* **Page excerpt**
----

Washington, D.C. 20549
Re: |
Schwartz Investment Trust (the “Trust”), on behalf of its series, the Schwartz Value Focused Fund (the “Fund”) |
File Nos. 33-51626, 811-07148
Ladies and Gentlemen:
We are electronically filing via EDGAR the Trust’s responses to comments provided by Ms. Lisa Larkin of the staff of the Securities and Exchange Commission (the “Commission”) on preliminary copies of proxy materials, including a Shareholder Letter, Notice of Special Meeting, Proxy Statement and Proxy Card, filed with the Commission on May 2, 2016 pursuant to Rule 14a-6(a) under the Securities Exchange Act of 1934. The Trust intends to file definitive copies of the proxy materials reflecting the changes described in the letter. The following are the comments provided by the Commission staff and the Trust’s response to each:
SHAREHOLDER LETTER AND NOTICE OF SPECIAL MEETING
1. With respect to Proposal 2 in the list of proposals - Confirm supplementally that the parenthetical description of the securities that are excluded from the fundamental investment limitation (“except U.S. Government securities”) matches the actual language of the fundamental investment limitation that has been adopted by the Fund, or revise the disclosure.
RESPONSE: We have revised Proposal 2 as follows:
To approve the removal of the fundamental investment limitation of the Fund that prohibits it from investing more than 5% of its total assets in the securities of any one issuer (other than the United States Government, its agencies or instrumentalities).
IMPORTANT INFORMATION TO HELP YOU UNDERSTAND THE PROPOSALS
2. In Question 3 of the “Questions and Answers” section, “Why are shareholders being asked to vote on removing certain of the Fund’s fundamental investment limitations,” please clarify the answer to more clearly explain the difference among the fundamental limitations adopted by the Fund with respect to diversification and the requirements of the 1940 Act.

----

* **Excerpted records**

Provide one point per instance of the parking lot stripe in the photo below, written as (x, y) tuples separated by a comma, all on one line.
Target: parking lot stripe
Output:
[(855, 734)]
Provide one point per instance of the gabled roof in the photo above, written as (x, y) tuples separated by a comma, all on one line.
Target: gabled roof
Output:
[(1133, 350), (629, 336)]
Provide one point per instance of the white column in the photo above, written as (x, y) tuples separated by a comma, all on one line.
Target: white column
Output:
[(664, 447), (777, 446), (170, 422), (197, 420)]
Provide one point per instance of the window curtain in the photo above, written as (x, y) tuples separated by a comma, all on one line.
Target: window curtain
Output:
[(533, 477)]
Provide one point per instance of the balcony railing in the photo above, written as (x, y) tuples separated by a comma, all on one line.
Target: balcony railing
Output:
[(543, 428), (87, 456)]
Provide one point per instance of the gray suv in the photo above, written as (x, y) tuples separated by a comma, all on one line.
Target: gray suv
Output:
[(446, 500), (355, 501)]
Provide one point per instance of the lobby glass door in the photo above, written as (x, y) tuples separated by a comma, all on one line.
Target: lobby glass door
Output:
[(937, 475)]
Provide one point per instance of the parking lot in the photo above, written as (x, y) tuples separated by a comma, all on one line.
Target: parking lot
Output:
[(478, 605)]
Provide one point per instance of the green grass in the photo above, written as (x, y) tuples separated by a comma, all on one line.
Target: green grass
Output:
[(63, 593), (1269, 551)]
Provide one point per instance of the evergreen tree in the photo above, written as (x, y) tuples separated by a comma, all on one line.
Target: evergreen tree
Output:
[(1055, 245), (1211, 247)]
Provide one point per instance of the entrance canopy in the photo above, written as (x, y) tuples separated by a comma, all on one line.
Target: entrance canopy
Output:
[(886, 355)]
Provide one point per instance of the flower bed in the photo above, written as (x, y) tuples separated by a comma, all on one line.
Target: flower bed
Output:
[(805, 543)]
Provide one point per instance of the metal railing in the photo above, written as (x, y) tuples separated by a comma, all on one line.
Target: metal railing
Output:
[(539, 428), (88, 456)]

----

* **Task to carry out**
Carry on the letter responding to the Commission staff's comments on the Schwartz Value Focused Fund proxy materials, starting after its final sentence.

* **Answer for this exercise**
RESPONSE: We have revised the answer to read as follows:
A: The proposed elimination of the fundamental investment limitations of the Fund with respect to amounts that can be invested in one issuer and amounts that can be invested in unseasoned issuers (or securities that are subject to legal or contractual restrictions on resale) are intended to provide the Fund with more investment flexibility. Since the time each of these limitations were adopted, there have been many changes to federal or state regulatory oversight and these limitations are outdated and are no longer required by law. The existing fundamental investment limitations of the Fund with respect to amounts that can be invested in one issuer are based, in part, upon the requirements for a “diversified” fund under the 1940 Act, but are actually more restrictive than the 1940 Act requirements for a diversified fund. Under the 1940 Act, the 5% limitation on amounts invested in one issuer only applies to 75% of a fund’s portfolio and not 100% of the portfolio, as currently set forth in the Fund’s fundamental limitation. If the Fund’s fundamental investment limitations with respect to the amounts that can be invested in one issuer are eliminated, but shareholders do not approve the change in classification to a non-diversified fund, the Fund would still have more investment flexibility in that it will be permitted to take greater than 5% positions as it relates to 25% of the Fund’s portfolio. (See “Diversified Fund Within the Meaning of the 1940 Act” in the Proxy Statement).
3. In Question 5 of the “Questions and Answers” section, “What happens if shareholders do not approve the proposals,” please expand the answer to explain that the fundamental investment limitations described in Proposals 2 and 3 apply to 100% of the Fund’s assets, rather than 75% of its assets and are more restrictive than the 1940 Act requirements for a diversified fund.
RESPONSE: We have revised the answer to read as follows:
A: The Fund will not operate as a non-diversified fund within the meaning of the 1940 Act unless Proposal 1, Proposal 2 and Proposal 3 are approved by the Fund’s shareholders. Approval of Proposals 2 and 3, without approval of Proposal 1, will allow for the Fund to operate as a diversified fund within the meaning of the 1940 Act, and is less restrictive than the Fund’s existing fundamental investment limitation. Under the 1940 Act, the 5% limitation on amounts invested in one issuer only applies to 75% of a fund’s portfolio and not 100% of the portfolio, as currently set forth in the Fund’s fundamental limitation. With respect to Proposals 2, 3, and 4, if any proposal is approved by shareholders of the Fund, it will be implemented for the Fund.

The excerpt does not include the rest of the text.